**TEXT BLOCK**
● ● ● ● ● ● ●
# do you wear clear lensed "sunglasses" at night ?



## androgen (Apr 28, 2005)

i have $3 clear safety glasses from Home depot and Oakley Radar sunglasses which have 10% transmission lens ( darkest i could find at the time ). to be honest - there's not much difference between the two except price and style. i use the Oakleys in sunny weather, but at night so far i wasn't using anything.

my main problem is that when i go downhill fast and cold air blows in my eyes they begin to tear up and i can't see sh*t. and when you're going 30 mph that's precisely when you want to see stuff of course. i have also had an occasional bug or a speck of sand blow into my eyes, which also made me long for some glasses.

now i could use the $3 home depot glasses. these are the exact ones i have:










i could try to find fancier safety glasses like this, which would still be cheap.










or i could clear lenses for my Radar. actually the hard case from the radar ( which fits in my fanny pack ) has a space in it specifically for a spare lens, so i could have a clear lens in there and witch the clear to 10% and back as needed. of course it probably won't reflect very well on longevity of the frame because switching those lenses requires a bit of force - and i haven't actually tried it, but i seen the sales guy do it.
● ● ● ● ● ● ●
**JOBS**
#1 In the forum post about wearing clear glasses at night, what happens to the writer's eyes when going downhill fast in cold air?
#2 Translate this sentence from the forum post about night glasses into Spanish: "i use the Oakleys in sunny weather, but at night so far i wasn't using anything."

**COLLECTED MATERIAL**
● ● ● ● ● ● ●
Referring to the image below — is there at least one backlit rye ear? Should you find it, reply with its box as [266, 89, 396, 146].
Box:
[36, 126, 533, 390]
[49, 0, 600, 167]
● ● ● ● ● ● ●
**SOLVED TASKS**
#1 They begin to tear up, and the writer can't see.

#2 Uso las Oakley cuando hace sol, pero de noche hasta ahora no usaba nada.